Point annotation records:

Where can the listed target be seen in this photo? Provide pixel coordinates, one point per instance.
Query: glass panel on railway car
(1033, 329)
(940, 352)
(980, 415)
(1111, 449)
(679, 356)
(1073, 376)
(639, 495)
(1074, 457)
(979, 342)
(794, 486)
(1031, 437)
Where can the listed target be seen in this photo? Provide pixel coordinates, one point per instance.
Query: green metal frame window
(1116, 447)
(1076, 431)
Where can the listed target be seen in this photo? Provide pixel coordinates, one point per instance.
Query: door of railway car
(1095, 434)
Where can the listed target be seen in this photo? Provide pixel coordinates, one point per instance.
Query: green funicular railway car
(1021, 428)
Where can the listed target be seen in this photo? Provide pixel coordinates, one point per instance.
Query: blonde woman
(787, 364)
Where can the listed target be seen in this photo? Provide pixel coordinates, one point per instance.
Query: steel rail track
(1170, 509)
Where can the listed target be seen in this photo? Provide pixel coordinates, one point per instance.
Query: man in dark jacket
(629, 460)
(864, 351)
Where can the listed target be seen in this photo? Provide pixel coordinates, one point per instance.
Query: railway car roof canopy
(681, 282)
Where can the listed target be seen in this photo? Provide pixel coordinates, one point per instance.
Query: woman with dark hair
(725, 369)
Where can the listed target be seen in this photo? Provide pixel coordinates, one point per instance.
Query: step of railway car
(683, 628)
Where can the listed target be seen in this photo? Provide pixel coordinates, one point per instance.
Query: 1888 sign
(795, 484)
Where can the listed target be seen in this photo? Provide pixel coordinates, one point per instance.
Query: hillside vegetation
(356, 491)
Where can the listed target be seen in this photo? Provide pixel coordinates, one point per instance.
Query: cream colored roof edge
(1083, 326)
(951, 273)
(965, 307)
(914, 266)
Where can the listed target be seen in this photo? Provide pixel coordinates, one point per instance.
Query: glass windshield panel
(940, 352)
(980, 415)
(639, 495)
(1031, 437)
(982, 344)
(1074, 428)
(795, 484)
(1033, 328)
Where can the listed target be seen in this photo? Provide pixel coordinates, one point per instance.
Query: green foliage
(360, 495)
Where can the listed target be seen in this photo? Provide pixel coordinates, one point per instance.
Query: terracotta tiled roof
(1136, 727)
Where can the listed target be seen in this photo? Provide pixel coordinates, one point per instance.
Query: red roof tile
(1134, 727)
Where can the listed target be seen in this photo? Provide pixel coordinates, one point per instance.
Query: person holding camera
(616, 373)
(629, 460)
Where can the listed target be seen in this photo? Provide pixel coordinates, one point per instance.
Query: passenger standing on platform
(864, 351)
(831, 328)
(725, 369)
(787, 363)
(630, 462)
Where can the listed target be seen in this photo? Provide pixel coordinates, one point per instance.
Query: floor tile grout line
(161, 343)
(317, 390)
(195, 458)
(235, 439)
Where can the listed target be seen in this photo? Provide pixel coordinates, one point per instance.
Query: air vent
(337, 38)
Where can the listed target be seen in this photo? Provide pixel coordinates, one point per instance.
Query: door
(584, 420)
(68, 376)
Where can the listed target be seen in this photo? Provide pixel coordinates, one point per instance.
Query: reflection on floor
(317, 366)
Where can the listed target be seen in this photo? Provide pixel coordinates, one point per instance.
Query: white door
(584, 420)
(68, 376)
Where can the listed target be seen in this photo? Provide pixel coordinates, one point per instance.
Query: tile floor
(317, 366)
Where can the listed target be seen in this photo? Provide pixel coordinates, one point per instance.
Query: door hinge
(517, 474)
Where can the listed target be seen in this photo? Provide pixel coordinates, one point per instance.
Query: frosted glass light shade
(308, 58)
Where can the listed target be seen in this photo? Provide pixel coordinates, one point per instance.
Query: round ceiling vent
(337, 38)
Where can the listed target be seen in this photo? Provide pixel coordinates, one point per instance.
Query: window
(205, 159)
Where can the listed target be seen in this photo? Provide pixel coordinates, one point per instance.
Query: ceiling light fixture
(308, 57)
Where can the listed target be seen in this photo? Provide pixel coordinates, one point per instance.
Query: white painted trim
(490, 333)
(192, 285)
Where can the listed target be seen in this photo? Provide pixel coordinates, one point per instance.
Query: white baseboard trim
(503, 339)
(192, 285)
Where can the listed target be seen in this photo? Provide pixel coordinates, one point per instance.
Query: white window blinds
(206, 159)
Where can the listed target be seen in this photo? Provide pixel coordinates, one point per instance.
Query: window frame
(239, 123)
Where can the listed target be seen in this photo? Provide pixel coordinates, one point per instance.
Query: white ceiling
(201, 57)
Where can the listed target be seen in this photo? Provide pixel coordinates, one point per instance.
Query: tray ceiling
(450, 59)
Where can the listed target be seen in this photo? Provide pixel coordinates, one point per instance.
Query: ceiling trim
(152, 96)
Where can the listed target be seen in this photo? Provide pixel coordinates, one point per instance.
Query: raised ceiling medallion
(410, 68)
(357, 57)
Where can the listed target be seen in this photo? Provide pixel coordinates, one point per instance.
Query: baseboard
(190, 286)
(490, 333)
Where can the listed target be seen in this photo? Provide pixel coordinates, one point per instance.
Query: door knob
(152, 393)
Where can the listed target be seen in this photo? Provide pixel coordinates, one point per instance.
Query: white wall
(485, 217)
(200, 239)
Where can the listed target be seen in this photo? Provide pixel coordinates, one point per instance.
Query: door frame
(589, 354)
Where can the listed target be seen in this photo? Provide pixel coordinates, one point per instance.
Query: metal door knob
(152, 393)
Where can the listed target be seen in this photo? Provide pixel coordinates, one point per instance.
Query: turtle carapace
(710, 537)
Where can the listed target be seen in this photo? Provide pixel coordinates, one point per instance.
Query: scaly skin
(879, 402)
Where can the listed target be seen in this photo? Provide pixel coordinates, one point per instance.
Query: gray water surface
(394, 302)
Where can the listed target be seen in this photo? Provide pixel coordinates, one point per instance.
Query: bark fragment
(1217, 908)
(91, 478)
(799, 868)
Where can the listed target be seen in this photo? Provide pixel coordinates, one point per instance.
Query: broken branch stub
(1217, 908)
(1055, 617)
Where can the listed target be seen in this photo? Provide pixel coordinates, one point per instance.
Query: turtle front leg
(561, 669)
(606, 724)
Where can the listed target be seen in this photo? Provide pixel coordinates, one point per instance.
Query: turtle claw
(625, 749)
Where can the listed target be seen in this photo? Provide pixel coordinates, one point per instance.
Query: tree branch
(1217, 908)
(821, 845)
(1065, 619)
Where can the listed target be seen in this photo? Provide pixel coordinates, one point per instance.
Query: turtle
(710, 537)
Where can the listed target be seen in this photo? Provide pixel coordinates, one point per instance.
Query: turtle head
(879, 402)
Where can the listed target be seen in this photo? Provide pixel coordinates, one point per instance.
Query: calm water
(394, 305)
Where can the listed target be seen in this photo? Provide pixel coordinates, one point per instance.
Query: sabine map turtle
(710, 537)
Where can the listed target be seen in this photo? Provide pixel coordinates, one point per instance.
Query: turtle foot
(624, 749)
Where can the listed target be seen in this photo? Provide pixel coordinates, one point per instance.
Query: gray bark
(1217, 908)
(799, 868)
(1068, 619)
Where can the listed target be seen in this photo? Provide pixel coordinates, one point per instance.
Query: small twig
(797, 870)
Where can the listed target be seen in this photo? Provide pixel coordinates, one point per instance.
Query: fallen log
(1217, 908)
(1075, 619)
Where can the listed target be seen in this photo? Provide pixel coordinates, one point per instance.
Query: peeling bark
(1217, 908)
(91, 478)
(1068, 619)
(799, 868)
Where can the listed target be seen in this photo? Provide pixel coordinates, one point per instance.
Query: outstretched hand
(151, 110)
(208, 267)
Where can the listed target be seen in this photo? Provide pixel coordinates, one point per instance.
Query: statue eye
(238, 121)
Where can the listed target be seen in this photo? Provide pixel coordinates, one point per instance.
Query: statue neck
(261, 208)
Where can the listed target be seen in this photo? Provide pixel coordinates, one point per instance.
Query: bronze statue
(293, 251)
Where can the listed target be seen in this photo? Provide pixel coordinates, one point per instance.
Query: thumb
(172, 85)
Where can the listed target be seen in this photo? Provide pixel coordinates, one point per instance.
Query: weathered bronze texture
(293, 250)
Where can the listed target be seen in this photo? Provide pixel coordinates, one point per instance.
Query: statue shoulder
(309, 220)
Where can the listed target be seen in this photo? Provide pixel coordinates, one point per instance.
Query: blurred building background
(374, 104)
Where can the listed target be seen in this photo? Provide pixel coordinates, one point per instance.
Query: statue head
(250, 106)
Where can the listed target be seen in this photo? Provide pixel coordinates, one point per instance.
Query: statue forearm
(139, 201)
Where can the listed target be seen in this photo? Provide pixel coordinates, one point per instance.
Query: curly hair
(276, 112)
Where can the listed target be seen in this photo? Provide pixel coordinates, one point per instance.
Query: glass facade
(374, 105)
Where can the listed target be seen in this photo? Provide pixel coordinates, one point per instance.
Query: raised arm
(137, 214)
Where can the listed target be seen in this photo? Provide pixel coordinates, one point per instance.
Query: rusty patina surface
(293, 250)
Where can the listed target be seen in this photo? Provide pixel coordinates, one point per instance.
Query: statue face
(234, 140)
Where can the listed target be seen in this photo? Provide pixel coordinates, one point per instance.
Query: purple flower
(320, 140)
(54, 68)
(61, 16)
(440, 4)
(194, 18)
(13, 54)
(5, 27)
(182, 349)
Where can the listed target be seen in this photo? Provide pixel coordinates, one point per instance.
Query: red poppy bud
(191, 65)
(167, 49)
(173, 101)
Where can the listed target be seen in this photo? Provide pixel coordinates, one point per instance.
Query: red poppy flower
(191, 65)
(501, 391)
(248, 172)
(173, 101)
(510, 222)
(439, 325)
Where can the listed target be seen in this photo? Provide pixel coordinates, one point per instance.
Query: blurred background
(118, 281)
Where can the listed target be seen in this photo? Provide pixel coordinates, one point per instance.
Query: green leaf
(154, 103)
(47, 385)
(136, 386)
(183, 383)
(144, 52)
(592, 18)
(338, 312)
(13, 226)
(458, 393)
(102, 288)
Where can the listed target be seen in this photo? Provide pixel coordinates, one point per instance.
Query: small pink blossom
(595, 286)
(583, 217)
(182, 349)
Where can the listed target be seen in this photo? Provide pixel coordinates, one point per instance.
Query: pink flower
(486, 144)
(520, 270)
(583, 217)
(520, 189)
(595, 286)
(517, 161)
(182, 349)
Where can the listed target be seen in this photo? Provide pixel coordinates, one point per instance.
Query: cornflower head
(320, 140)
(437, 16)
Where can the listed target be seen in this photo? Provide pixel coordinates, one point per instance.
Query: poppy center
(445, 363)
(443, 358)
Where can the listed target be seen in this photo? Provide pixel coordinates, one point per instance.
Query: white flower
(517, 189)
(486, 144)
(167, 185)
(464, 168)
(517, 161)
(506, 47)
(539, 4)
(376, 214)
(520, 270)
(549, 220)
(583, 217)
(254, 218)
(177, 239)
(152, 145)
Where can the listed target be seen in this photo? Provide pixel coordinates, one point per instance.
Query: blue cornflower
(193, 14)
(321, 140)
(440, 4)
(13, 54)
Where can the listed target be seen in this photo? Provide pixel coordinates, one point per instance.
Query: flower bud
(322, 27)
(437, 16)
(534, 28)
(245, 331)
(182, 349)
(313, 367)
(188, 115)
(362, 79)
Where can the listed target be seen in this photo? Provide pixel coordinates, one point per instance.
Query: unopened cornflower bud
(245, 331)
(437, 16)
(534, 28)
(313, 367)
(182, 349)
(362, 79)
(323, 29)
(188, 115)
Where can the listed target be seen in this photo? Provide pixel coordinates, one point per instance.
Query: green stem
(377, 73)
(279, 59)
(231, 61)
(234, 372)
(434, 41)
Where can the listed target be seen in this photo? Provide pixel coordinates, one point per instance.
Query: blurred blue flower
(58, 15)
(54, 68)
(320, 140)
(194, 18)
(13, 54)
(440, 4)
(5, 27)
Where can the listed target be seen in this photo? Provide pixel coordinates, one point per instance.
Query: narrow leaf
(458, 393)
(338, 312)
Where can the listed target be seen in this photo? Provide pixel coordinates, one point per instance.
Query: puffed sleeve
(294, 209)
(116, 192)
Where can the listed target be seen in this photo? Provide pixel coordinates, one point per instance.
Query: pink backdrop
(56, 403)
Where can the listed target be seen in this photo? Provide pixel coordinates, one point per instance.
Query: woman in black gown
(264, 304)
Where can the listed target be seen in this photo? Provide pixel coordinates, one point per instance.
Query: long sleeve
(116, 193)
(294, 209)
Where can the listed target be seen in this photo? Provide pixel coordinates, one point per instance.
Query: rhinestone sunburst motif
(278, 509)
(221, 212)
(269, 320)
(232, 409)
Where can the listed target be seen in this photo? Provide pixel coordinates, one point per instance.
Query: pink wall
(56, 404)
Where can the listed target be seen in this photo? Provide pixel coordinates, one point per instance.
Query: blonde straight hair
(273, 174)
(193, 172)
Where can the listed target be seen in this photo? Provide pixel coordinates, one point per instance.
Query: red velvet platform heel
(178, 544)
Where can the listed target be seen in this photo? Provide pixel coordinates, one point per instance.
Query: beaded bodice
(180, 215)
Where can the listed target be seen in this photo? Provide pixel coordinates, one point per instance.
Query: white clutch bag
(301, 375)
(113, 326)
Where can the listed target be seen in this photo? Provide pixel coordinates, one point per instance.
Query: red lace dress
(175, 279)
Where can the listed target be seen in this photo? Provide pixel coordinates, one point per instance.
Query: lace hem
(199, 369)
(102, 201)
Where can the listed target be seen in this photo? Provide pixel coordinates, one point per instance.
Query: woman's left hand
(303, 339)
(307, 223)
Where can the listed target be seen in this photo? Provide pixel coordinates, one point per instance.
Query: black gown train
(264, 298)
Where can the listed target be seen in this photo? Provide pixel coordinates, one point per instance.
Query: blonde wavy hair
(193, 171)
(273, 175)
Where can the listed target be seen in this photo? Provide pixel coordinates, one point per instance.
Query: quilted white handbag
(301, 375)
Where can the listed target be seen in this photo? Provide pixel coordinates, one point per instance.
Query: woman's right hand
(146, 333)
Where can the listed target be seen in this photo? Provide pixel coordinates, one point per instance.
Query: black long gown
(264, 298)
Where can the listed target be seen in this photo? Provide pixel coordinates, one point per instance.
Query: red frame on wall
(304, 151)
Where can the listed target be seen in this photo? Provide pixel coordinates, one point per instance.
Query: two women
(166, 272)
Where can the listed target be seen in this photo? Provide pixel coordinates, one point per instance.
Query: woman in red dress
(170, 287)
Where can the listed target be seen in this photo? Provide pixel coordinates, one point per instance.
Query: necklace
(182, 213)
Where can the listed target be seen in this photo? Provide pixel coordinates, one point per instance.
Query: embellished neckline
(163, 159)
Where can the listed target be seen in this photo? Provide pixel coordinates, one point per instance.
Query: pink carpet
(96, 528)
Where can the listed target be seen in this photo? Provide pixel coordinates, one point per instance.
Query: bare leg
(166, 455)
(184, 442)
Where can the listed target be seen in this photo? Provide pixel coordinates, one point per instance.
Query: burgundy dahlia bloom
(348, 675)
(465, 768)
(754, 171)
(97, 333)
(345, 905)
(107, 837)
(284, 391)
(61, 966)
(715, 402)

→ WRITTEN TASK
Select every line of the records above that contains the word "green". Case counts.

→ RESPONSE TO THIS TASK
Query: green metal frame window
Query: green funicular railway car
Query: green foliage
Query: green leaf
Query: green stem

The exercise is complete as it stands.